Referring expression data
»»

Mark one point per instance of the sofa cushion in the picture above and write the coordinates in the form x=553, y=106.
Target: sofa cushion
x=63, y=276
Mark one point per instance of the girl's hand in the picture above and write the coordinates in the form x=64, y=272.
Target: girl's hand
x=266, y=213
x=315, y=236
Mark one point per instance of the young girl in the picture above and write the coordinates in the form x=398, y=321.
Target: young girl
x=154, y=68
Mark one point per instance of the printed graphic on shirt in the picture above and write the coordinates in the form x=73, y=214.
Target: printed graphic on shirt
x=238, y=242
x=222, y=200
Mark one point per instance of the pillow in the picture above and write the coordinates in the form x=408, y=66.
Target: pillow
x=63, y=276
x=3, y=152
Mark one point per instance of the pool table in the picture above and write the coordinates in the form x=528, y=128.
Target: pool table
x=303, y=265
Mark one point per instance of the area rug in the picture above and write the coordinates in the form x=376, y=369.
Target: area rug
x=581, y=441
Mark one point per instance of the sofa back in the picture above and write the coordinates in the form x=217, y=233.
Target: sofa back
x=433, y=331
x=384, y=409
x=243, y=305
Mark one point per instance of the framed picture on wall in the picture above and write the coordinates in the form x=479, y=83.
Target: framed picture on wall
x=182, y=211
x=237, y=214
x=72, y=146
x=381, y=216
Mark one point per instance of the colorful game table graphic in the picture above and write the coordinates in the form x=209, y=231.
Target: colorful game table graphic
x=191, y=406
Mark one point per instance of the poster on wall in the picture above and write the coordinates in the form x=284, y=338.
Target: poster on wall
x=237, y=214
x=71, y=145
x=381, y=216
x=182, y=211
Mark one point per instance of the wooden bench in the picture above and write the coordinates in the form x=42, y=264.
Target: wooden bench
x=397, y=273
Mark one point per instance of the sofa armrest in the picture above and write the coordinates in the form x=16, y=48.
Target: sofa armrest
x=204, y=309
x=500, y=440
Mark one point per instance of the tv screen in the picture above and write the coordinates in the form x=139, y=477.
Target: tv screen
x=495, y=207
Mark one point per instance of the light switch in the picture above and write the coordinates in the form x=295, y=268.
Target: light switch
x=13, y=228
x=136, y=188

««

WHAT TO PRODUCE
Each line above, from the one that contains "Target: poster on wall" to the last line of the records, should be repeated exactly. Leave out all others.

RESPONSE AREA
Target: poster on wall
x=237, y=214
x=71, y=145
x=381, y=216
x=182, y=211
Mark one point per instance of the wooden bench in the picture above and write the coordinates in the form x=42, y=264.
Target: wooden bench
x=397, y=273
Mark one point per instance of the sofa armrest in the picture above and write the coordinates in the form x=16, y=48.
Target: sofa armrest
x=204, y=309
x=500, y=440
Mark one point per instance of the tv screen in the picture above and write the coordinates in the form x=139, y=477.
Target: tv screen
x=495, y=207
Mark one point per instance of the light switch in the picture above and write the coordinates in the form x=295, y=268.
Target: light switch
x=13, y=228
x=136, y=188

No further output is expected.